begin Supplied data

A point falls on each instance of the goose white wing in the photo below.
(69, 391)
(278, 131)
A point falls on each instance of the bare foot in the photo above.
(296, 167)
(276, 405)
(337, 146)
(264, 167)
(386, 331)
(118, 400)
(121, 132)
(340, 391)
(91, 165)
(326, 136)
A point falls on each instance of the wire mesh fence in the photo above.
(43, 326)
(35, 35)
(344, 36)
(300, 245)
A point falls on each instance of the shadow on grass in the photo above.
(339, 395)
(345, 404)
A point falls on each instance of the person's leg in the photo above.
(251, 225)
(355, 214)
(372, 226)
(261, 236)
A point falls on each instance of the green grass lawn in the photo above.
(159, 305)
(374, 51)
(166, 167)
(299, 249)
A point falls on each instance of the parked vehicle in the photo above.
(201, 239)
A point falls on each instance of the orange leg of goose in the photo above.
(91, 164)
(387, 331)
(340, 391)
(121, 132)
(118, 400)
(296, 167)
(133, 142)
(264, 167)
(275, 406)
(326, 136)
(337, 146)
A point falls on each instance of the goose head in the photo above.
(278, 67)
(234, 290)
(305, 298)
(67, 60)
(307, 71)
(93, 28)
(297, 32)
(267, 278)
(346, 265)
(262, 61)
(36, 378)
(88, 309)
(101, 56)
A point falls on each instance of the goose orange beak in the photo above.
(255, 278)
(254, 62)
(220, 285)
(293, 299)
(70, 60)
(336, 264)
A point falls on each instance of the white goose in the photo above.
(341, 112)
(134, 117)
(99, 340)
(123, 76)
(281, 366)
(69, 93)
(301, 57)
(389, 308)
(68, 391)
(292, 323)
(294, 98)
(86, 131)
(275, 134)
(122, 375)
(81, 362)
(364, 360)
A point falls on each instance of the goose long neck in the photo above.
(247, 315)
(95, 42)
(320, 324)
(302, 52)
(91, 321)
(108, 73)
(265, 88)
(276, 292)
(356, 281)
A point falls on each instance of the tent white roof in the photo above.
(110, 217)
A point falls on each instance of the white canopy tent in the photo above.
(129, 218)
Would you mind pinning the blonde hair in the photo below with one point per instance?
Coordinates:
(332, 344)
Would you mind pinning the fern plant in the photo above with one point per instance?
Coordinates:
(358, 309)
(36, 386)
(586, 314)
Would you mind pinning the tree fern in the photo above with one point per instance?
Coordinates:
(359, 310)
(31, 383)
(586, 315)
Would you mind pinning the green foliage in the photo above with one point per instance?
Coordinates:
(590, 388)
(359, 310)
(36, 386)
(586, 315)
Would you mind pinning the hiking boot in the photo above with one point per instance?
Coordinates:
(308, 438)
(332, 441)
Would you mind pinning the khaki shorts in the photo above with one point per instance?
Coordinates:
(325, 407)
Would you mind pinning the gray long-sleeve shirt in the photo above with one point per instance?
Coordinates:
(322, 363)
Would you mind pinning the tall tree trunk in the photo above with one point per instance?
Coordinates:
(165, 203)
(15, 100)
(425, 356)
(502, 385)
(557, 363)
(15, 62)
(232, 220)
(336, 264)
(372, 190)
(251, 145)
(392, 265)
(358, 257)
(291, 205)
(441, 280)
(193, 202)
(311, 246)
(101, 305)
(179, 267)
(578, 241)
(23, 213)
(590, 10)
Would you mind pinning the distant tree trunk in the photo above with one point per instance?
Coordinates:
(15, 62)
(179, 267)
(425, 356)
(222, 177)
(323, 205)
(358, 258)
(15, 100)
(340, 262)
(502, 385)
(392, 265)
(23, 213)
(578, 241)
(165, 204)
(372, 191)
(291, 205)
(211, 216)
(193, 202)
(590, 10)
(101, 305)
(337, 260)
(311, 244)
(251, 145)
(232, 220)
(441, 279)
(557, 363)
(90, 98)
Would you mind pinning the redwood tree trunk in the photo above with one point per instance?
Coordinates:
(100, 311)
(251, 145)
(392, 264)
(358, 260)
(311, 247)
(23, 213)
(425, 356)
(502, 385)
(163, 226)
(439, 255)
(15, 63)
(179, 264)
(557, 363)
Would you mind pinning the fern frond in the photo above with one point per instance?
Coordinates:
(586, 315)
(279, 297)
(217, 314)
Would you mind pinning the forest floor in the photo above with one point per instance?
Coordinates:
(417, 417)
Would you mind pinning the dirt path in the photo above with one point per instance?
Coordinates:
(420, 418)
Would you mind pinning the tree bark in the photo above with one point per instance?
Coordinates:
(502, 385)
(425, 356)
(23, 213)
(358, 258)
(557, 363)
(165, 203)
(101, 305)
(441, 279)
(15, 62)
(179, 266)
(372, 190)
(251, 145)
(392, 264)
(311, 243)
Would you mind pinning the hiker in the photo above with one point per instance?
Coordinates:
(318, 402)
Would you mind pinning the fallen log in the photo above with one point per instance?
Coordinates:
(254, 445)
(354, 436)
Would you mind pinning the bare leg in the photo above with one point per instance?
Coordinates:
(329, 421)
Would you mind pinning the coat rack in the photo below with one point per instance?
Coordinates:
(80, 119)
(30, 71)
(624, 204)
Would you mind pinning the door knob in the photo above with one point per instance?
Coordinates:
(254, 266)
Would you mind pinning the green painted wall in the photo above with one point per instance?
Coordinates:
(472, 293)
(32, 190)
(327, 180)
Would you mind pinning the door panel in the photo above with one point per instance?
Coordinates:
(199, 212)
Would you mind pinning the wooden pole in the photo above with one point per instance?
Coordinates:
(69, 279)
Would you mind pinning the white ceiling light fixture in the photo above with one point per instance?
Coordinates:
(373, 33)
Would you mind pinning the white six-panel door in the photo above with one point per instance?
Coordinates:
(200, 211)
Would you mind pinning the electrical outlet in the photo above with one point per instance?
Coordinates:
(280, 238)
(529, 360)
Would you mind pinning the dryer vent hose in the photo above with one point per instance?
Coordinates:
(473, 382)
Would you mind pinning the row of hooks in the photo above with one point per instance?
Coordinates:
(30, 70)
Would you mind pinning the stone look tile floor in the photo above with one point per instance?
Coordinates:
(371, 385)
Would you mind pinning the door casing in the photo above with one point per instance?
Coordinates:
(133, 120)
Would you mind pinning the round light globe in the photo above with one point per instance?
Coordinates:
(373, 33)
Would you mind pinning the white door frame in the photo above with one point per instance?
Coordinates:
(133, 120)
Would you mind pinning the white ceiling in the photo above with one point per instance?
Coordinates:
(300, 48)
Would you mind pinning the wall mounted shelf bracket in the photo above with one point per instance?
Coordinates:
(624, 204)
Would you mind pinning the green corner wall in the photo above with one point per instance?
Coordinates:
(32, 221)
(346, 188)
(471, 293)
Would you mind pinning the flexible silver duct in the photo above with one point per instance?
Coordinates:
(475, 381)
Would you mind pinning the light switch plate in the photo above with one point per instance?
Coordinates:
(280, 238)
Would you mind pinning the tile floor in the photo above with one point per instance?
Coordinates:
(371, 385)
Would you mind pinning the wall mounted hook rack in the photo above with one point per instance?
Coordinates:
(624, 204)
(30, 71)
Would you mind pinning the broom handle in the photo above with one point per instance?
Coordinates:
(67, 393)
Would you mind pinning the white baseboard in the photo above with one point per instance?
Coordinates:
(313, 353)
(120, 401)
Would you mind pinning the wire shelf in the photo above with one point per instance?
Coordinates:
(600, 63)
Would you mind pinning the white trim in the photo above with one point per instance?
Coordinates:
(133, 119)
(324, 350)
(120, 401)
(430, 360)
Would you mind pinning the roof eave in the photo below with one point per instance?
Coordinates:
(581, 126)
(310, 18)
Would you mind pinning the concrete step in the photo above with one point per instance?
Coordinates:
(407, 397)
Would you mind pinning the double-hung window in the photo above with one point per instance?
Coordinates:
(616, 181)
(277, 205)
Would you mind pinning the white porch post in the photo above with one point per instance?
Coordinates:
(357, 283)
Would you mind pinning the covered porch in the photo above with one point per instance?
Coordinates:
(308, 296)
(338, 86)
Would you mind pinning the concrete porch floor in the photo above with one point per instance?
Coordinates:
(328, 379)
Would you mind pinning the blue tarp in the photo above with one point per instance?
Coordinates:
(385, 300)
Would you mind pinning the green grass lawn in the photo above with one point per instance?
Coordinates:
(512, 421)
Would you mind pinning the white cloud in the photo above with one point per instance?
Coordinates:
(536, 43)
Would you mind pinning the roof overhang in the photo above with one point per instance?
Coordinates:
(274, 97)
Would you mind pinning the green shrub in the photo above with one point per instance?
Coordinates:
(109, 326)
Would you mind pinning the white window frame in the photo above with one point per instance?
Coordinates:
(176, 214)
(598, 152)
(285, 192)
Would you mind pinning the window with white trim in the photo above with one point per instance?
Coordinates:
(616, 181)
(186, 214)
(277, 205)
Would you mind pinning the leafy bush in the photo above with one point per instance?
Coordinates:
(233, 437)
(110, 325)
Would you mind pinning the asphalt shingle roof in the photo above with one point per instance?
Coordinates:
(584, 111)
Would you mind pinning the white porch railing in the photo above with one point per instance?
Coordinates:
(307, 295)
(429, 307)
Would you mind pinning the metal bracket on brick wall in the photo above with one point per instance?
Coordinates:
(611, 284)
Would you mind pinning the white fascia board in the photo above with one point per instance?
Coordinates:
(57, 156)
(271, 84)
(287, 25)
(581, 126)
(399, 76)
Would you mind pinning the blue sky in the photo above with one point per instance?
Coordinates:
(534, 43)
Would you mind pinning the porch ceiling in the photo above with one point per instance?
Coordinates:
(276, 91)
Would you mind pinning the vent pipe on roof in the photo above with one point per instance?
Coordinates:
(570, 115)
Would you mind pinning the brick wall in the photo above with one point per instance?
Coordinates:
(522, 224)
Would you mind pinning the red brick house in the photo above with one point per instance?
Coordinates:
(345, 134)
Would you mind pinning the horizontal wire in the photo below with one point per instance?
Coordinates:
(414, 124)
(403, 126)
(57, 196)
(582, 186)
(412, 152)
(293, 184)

end Supplied data

What is expected
Arrange everything from the entry on the line containing "Would you mind pinning the vent" down to the end of the entries as a two-column CSV with columns named "entry" and "answer", one row per entry. Put each entry's text and its answer in its own quoted field, with line breaks replaced by spaces.

Answer below
entry,answer
"Would you mind pinning the vent pipe on roof in the photo above with one point per instance? Coordinates:","(570, 115)"
"Would you mind pinning the brick wall in the photo above with one point per instance? Coordinates:","(522, 224)"
"Would you mind pinning the red brick house in the photo above with one point per instance? Coordinates:","(345, 134)"
"Would you mind pinning the horizontal wire in the photo below with one point per instance? Coordinates:","(414, 124) (403, 126) (57, 196) (582, 186) (412, 152) (293, 184)"